Task >> Below is a listing. Quote from it, exactly, the lines from the one containing "label the woman's right" down to the one containing "of the cumulus", both ends included, and nothing else.

Material supplied >>
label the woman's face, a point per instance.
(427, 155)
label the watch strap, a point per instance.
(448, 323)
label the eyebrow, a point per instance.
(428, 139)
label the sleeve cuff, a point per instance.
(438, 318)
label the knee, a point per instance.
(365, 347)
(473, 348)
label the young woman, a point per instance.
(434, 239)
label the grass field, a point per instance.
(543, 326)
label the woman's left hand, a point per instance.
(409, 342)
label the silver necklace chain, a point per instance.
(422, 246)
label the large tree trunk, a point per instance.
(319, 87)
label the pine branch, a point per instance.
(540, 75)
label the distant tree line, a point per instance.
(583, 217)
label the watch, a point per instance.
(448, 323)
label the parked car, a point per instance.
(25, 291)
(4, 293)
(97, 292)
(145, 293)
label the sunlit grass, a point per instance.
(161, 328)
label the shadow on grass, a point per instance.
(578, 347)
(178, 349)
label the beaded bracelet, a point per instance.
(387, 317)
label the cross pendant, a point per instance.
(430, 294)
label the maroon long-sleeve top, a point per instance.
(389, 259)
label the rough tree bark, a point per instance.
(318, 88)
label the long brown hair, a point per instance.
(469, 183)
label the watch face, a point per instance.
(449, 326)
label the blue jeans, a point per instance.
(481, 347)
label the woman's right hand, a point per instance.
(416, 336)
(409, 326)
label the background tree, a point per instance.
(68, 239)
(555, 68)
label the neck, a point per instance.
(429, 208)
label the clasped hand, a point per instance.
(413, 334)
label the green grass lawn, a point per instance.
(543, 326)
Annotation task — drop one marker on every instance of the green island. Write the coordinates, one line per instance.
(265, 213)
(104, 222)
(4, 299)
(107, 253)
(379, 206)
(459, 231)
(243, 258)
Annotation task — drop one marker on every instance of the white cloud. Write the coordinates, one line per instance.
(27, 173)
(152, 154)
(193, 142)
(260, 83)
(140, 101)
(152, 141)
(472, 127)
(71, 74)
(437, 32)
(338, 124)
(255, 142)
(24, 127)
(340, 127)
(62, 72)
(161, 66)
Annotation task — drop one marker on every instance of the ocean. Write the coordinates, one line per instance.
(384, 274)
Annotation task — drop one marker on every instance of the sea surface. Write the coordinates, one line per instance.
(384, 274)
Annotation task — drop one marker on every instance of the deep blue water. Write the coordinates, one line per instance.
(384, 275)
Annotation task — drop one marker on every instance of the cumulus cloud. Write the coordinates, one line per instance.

* * *

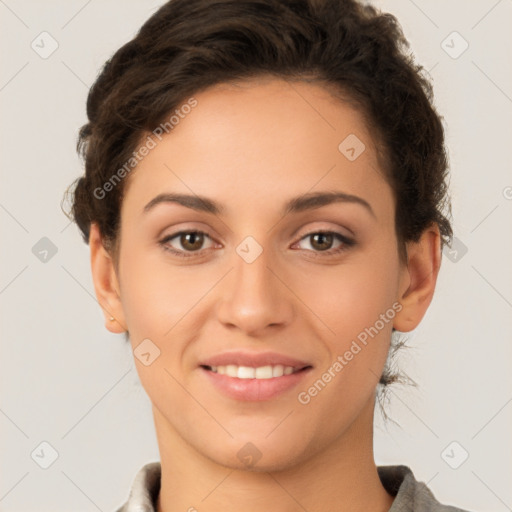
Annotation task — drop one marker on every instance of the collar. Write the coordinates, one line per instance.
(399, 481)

Reply >>
label the woman's right hand, a point per instance.
(416, 336)
(409, 326)
label the background tree, a point per instance.
(68, 239)
(555, 68)
label the neck, a point per instance.
(429, 208)
label the clasped hand, a point per instance.
(413, 334)
label the green grass lawn, a point per instance.
(543, 326)
Annotation task — drop one marker on every instance of the green island. Write the coordinates, one line per instance.
(265, 213)
(104, 222)
(4, 299)
(107, 253)
(379, 206)
(459, 231)
(243, 258)
Annotation task — drop one marker on every instance of the white cloud. Write the coordinates, one line per instance.
(27, 173)
(152, 154)
(193, 142)
(260, 83)
(140, 101)
(152, 141)
(472, 127)
(71, 74)
(437, 32)
(338, 124)
(255, 142)
(24, 127)
(340, 127)
(62, 72)
(161, 66)
Annotation task — drop one marker on every instance of the ocean. Write the coordinates, one line per instance.
(384, 274)
Annotation task — drop one marker on every instance of the sea surface. Write the coordinates, one line per instance.
(384, 274)
Annotation task — drop one marker on every instance of the deep blue water. Write the coordinates, one line per instance.
(384, 275)
Annotation task — drop one marker on every instance of the cumulus cloud. Write the coordinates, one line per instance.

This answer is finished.